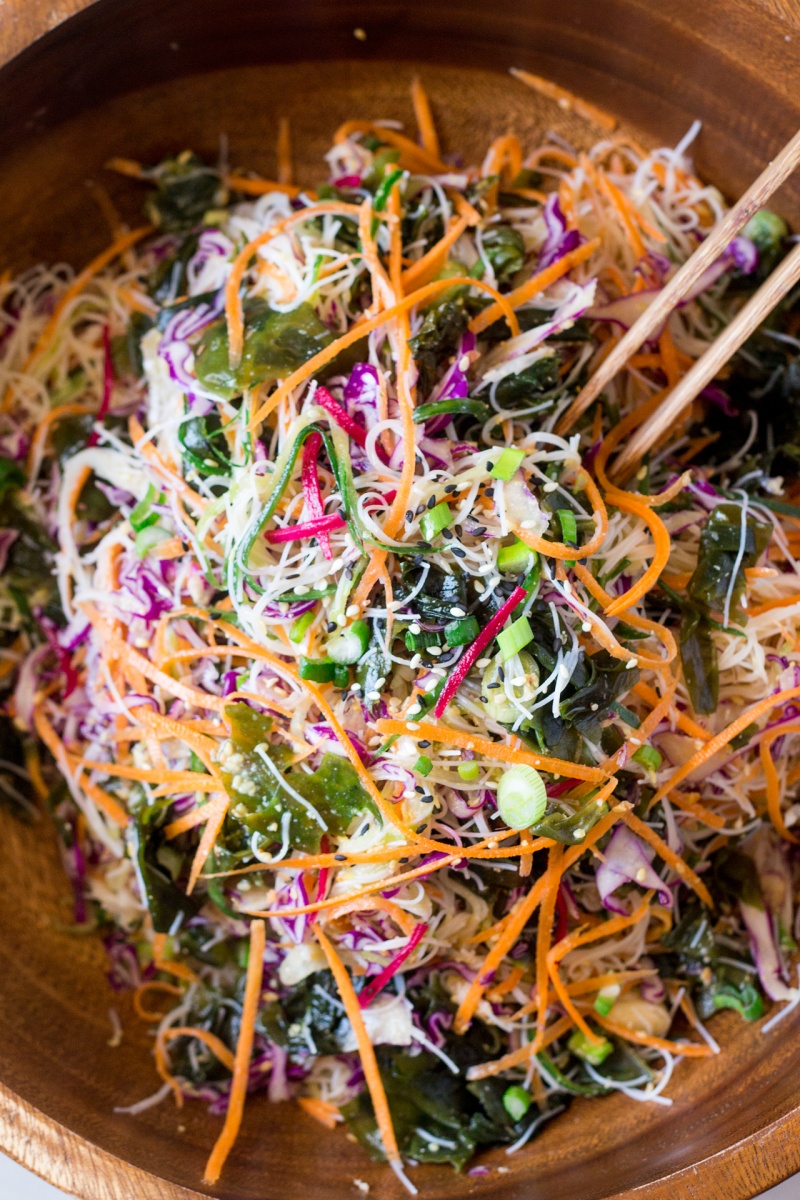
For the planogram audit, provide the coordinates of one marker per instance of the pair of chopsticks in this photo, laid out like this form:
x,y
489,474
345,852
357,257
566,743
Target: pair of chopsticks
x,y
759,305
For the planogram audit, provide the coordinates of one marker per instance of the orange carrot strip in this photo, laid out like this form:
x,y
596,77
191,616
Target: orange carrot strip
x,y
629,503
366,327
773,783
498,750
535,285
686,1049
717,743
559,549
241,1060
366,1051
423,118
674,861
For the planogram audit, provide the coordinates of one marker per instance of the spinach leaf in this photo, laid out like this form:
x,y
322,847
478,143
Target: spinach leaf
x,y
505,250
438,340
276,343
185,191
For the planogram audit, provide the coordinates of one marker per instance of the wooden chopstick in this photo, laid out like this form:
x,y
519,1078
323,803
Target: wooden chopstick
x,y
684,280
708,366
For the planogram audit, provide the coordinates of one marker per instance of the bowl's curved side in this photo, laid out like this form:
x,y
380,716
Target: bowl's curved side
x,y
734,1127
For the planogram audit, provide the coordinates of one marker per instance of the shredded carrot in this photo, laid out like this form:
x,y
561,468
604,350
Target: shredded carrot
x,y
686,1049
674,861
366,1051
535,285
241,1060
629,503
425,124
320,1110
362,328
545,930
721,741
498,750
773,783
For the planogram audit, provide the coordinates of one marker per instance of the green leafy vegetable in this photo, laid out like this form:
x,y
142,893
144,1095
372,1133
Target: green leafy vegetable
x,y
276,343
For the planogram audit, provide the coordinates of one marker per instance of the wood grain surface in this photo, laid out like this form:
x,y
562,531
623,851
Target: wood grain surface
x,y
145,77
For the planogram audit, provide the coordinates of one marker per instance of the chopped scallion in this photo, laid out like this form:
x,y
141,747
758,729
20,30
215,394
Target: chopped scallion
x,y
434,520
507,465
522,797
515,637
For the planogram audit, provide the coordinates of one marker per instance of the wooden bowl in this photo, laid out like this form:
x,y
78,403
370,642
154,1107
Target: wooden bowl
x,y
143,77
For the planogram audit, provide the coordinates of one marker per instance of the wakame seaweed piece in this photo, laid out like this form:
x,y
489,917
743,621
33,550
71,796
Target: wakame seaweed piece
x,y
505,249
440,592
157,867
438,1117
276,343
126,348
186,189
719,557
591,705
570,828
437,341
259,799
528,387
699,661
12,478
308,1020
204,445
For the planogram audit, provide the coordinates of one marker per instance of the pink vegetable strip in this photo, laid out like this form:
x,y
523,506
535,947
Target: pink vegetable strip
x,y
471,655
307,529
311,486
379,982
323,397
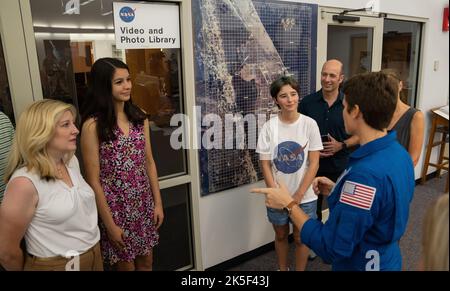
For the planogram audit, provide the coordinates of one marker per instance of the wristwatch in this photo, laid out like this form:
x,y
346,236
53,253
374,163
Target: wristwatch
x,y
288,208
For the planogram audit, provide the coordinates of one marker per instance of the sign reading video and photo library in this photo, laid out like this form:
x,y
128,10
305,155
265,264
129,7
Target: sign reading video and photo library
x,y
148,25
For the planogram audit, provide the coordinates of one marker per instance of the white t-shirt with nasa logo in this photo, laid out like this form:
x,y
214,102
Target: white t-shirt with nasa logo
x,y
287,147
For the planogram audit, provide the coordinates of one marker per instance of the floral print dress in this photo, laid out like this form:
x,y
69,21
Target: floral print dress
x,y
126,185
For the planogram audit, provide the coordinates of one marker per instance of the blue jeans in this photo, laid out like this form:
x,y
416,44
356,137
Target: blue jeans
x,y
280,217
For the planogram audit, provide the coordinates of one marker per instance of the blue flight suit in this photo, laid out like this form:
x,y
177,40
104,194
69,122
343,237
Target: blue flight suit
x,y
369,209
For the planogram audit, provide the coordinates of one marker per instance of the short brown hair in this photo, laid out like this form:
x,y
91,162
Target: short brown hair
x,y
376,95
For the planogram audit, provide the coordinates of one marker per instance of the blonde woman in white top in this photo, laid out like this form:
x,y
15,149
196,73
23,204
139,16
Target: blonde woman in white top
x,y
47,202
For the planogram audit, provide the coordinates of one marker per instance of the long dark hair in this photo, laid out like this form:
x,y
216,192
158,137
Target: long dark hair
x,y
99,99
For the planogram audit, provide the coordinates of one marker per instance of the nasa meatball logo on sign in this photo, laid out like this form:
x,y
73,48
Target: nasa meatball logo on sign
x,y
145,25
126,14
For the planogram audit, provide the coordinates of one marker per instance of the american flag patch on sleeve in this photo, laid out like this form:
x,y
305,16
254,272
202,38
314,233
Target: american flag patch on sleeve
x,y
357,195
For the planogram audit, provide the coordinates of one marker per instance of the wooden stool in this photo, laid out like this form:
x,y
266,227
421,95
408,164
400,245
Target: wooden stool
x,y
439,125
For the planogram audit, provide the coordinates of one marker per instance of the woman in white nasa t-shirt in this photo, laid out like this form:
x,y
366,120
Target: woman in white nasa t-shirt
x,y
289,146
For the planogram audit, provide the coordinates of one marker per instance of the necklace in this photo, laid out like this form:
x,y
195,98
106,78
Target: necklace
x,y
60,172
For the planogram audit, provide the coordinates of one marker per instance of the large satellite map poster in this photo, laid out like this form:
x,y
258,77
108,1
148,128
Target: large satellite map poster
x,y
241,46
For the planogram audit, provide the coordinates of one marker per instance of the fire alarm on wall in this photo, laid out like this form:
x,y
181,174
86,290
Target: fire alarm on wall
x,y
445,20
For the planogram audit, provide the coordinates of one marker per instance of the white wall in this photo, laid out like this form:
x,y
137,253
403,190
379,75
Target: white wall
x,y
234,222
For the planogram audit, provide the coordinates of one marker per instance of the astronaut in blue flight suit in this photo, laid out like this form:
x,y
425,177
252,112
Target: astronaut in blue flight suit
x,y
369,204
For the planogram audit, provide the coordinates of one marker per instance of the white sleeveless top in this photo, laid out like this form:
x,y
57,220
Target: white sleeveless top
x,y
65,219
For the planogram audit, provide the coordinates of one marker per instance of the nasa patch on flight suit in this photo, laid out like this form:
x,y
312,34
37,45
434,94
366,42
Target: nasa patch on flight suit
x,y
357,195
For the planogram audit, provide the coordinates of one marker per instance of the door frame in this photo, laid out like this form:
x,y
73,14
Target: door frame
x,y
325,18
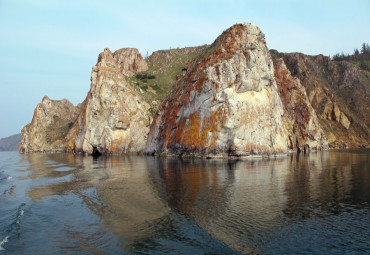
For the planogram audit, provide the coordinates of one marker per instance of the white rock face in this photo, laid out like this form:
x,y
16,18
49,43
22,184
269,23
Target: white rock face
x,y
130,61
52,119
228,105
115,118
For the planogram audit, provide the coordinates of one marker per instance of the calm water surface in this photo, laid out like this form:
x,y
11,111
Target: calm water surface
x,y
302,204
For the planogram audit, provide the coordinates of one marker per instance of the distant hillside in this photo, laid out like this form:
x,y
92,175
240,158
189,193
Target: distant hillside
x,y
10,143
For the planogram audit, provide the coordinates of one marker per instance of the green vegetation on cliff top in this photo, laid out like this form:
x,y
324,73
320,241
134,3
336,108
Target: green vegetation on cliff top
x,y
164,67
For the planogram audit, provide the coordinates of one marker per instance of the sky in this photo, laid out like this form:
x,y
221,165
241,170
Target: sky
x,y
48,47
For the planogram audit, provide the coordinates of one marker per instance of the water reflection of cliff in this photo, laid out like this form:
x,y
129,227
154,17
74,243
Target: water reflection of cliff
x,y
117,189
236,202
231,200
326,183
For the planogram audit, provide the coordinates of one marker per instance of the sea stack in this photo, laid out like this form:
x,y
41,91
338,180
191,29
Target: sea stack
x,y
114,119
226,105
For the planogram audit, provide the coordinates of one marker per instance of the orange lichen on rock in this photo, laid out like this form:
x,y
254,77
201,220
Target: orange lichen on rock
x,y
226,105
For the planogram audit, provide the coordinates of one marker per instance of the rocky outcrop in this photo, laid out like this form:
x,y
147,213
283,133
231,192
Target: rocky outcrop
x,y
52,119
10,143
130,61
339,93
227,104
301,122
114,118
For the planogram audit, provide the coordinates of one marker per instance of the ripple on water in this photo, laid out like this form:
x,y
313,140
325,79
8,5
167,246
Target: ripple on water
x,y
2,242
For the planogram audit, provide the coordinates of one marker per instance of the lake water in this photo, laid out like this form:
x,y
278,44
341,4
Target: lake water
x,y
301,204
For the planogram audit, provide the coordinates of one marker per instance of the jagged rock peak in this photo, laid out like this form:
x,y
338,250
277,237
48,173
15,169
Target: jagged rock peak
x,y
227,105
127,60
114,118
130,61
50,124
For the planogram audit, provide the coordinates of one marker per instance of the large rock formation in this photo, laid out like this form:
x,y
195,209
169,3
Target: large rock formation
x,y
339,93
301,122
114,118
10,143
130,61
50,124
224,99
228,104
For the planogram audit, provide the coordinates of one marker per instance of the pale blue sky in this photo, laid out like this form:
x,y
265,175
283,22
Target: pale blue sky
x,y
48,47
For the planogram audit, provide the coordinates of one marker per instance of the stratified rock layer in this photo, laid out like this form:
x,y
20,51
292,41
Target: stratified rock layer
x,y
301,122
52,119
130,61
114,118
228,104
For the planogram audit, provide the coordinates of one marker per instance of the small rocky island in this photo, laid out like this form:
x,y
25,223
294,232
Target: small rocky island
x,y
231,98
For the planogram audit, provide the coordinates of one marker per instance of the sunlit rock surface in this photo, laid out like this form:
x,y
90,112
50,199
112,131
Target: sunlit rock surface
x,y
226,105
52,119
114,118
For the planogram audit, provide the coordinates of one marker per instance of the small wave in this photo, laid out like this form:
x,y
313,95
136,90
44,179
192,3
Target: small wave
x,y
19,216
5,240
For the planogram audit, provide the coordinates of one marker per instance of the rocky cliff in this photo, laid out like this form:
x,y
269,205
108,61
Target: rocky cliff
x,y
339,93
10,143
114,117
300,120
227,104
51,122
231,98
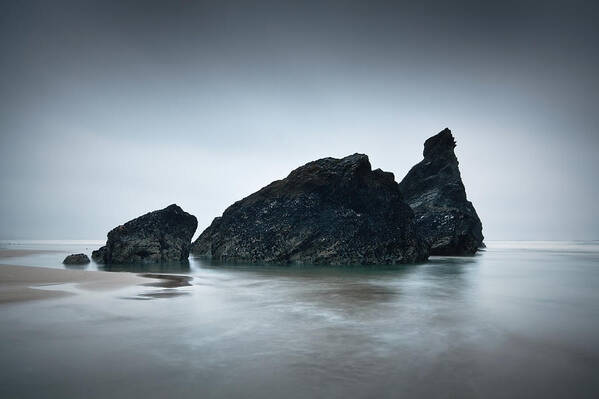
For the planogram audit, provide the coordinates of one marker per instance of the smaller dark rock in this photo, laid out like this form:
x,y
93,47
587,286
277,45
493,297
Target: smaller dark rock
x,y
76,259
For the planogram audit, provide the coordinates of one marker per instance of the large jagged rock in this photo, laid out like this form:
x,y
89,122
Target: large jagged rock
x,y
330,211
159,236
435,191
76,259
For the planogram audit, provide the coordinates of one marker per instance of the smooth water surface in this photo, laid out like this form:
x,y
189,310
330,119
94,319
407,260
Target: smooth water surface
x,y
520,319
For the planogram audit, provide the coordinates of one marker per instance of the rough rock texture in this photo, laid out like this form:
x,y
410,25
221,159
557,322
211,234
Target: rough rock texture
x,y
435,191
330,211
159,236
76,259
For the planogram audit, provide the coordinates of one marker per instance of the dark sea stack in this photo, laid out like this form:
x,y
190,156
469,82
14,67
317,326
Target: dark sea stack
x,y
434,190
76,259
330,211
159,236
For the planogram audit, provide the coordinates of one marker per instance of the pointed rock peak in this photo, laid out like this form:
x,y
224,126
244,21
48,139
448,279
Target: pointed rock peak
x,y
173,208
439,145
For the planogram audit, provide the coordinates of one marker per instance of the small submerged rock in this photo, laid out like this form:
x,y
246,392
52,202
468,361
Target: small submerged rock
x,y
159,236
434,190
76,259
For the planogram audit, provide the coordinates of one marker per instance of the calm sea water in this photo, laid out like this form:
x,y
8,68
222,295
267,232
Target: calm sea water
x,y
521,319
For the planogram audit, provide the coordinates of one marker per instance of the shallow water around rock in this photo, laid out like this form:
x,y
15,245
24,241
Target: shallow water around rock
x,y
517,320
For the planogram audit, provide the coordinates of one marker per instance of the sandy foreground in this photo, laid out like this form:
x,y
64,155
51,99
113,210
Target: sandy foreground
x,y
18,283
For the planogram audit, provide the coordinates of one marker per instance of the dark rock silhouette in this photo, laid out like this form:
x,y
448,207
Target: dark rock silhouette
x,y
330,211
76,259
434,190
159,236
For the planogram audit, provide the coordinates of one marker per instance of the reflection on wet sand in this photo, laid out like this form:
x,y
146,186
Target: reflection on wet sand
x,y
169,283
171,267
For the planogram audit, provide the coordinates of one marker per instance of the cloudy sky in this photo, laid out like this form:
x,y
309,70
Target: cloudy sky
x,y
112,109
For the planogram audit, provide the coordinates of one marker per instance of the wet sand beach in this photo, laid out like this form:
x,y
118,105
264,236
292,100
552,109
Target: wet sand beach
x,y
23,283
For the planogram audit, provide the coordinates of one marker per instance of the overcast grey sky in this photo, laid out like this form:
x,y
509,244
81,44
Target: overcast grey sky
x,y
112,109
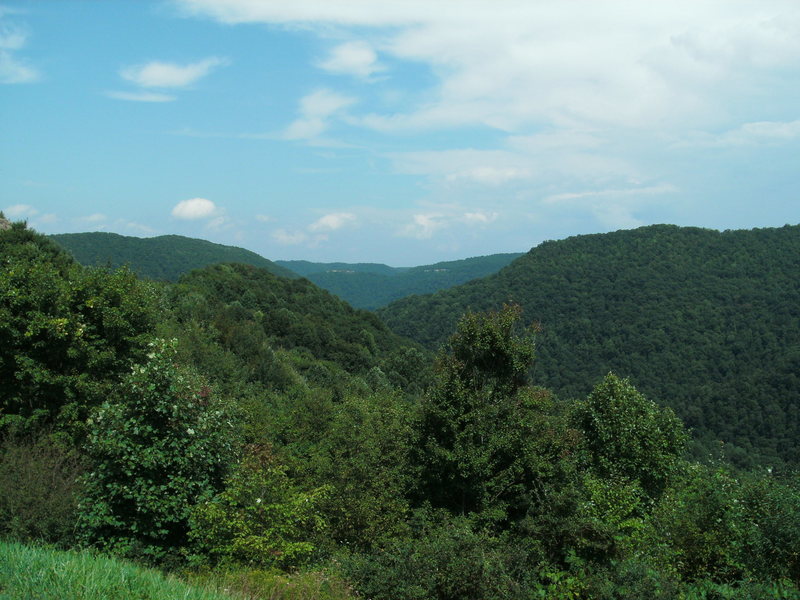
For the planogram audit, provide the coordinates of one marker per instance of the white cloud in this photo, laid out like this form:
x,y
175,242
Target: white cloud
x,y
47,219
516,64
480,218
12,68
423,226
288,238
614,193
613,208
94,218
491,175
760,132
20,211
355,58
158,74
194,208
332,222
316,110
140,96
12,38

-------------------------

#### DIRECTIONS
Reproduce the data verbatim from the line containing "of the overcast" through the final line of the data, omitting any pictures.

#### FINISHED EXERCISE
For the planogram audit, provide the coordinates of one marker per instance of the overcast grey sky in this photo, laid out like this form:
x,y
509,244
81,44
Target: overcast grey sky
x,y
112,109
For the planogram audit, provide the coordinates of one marker per instance of the white cloud in this photo, laid out like this form:
x,y
175,242
Target: white cloud
x,y
47,219
516,64
480,218
12,68
423,226
288,238
614,193
613,208
94,218
491,175
760,132
20,211
355,58
158,74
194,208
332,222
316,110
140,96
12,38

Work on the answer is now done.